== TASKS ==
A: In the text on corporate information systems, please write out the part starting at "Let's supplement the" and ending at "Intelligence (SAP BI)" again, switching "decisions" to "choices".
B: According to the text on corporate information systems, what is at the core of the SAP BI solution?
C: Decide whether each statement agrees with the text on corporate information systems, answering yes or no and quoting the words that settle it: (i) SAP Business Intelligence is described as a subsystem. (ii) Oracle offers only ready-made applications and no tools. (iii) The SAP BI data warehouse integrates information across the entire SAP Business Suite platform.

== PAGE ==
-- Begin --

Examples of commercial corporate systems are R/3 systems from SAP, Oracle Application, Microsoft 
Business Solution Navision, the Parus system, an application solution for the 1C: Enterprise 8.0 system 
"Manufacturing Enterprise Management", corporate information systems from Atlas, corporate information 
projects based on Lotus Notes/Domino technology. In [2], hybrid intelligent systems are considered that 
make it possible to effectively combine formalized and informal knowledge through the integration of 
traditional artificial intelligence tools, examples of the merging of corporate and intelligent systems. 


Let's supplement the earlier review with information about the use of IDA in commercial corporate systems. 


A comprehensive business intelligence software solution that provides quick access to information and its 
use in making strategically important decisions from SAP is the SAP Business Intelligence (SAP BI) 
subsystem. 


The core of the solution is a data warehouse designed to store internal and external information, including 
documentation, video and audio clips. It integrates information across the entire SAP Business Suite 
platform and provides the ability to quickly respond to market changes, monitor indicators of key success 
factors, analyze and optimize enterprise performance based on a single business model. 


Oracle provides a full range of data mining products - from various tools to ready-made applications - and 
tailors their use according to the user's problems.

-- End --

== DATA LINES ==
-- Begin --

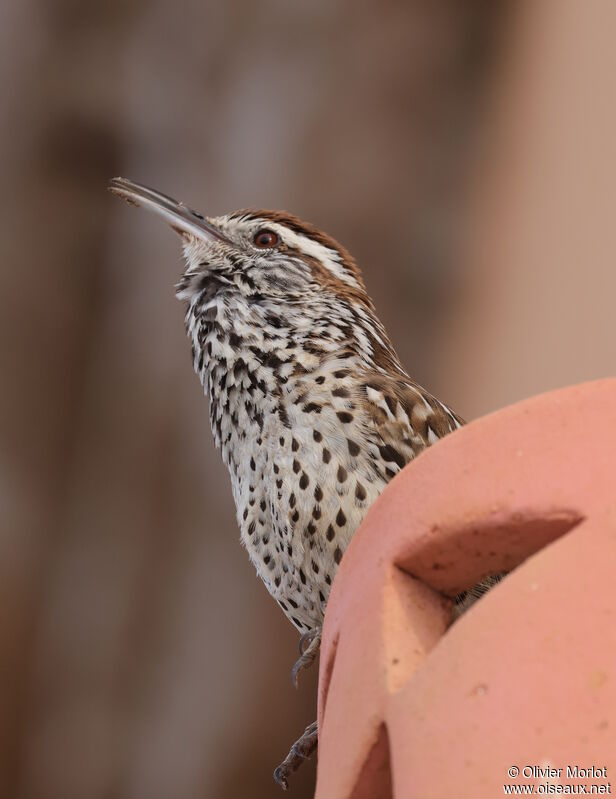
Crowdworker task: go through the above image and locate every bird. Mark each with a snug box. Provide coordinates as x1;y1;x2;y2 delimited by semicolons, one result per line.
109;178;466;789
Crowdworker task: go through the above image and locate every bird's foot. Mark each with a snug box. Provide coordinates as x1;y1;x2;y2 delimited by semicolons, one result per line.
291;627;321;688
274;721;319;791
451;572;507;624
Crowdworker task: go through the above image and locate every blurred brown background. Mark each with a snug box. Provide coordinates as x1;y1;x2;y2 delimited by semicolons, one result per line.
0;0;616;799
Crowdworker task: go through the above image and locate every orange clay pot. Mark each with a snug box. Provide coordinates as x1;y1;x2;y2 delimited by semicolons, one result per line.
316;379;616;799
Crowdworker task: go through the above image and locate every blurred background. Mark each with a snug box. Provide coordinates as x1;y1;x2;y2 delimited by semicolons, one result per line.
0;0;616;799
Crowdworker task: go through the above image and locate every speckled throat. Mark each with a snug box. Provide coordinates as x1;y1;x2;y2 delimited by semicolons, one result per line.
113;180;462;632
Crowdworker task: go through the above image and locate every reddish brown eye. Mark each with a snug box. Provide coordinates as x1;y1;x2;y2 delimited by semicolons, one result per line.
252;228;280;250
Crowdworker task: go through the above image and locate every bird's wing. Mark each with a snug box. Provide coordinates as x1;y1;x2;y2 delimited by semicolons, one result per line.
364;373;464;479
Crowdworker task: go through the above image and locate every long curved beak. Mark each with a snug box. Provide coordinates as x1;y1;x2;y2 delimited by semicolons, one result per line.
109;178;232;244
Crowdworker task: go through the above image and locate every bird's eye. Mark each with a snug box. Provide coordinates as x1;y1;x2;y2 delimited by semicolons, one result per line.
252;228;280;250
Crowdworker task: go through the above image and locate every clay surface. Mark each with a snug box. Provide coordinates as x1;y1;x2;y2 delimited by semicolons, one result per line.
316;379;616;799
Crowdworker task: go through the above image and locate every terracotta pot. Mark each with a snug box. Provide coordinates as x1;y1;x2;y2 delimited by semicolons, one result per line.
316;380;616;799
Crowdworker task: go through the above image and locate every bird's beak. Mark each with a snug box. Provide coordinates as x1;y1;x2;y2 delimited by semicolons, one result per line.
109;178;231;244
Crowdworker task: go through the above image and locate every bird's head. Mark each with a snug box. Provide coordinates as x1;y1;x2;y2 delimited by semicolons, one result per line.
110;178;372;316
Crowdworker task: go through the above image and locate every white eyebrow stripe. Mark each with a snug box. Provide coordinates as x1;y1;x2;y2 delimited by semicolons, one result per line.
264;220;361;289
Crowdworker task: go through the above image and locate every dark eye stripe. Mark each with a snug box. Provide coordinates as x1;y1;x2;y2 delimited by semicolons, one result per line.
252;228;280;250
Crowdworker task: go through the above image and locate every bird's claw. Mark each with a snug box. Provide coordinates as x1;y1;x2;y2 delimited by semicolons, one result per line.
274;721;319;791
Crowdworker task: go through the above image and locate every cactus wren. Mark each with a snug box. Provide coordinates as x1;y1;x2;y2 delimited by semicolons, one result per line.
110;178;463;787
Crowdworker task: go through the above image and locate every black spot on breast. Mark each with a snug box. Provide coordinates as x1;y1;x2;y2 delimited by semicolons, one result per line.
347;438;359;457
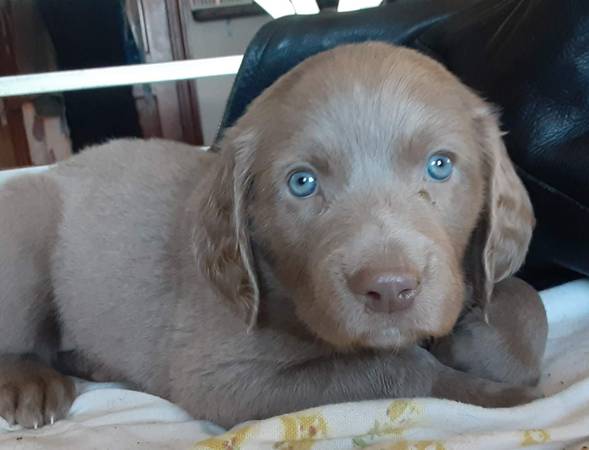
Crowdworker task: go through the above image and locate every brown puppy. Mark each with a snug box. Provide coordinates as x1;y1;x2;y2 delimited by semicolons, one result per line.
0;43;545;426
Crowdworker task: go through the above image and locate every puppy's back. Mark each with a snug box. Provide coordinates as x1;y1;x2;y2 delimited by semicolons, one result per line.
48;140;209;387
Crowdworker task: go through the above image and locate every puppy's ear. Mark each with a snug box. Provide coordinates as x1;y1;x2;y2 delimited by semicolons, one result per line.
475;106;535;304
195;130;260;328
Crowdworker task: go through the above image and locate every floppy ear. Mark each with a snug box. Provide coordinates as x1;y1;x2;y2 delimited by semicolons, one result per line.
194;130;260;328
475;107;535;305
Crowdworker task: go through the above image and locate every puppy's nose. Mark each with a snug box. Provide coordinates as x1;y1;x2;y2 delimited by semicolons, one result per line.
348;269;419;313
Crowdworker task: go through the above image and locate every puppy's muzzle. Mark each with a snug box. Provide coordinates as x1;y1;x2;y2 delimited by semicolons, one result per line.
348;267;419;314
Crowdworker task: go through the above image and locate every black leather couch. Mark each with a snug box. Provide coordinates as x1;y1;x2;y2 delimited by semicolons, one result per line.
220;0;589;288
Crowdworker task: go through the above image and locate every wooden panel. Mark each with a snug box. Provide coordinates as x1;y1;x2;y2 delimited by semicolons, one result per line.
166;0;204;145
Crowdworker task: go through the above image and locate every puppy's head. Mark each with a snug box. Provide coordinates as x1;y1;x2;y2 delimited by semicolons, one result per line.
203;43;533;350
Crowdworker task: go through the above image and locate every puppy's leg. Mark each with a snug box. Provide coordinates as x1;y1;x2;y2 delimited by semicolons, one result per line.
0;176;74;427
432;278;548;386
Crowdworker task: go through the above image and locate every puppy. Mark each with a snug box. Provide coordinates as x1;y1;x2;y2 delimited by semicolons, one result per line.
0;43;545;427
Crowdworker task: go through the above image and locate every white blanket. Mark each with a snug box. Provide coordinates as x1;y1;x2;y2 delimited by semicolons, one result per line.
0;280;589;450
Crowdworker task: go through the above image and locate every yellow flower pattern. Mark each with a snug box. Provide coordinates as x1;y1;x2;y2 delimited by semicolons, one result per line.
195;400;558;450
522;430;550;447
196;425;253;450
274;414;327;450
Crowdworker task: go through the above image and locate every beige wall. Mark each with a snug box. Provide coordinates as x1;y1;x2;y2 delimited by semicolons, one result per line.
186;15;271;145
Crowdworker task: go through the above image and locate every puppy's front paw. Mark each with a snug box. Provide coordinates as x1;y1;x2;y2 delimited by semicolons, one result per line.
0;360;75;428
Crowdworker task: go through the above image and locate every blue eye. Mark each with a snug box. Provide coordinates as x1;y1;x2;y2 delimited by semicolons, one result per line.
288;170;318;197
427;153;454;181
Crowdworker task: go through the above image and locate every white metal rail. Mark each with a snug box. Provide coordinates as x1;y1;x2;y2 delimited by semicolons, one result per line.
0;55;243;98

-- End --

== THE REPLIES ==
A:
Let's supplement the earlier review with information about the use of IDA in commercial corporate systems. 


A comprehensive business intelligence software solution that provides quick access to information and its 
use in making strategically important choices from SAP is the SAP Business Intelligence (SAP BI)

B: A data warehouse designed to store internal and external information, including documentation, video and audio clips.

C:
(i) Yes: "the SAP Business Intelligence (SAP BI) subsystem"
(ii) No: "a full range of data mining products - from various tools to ready-made applications"
(iii) Yes: "It integrates information across the entire SAP Business Suite platform"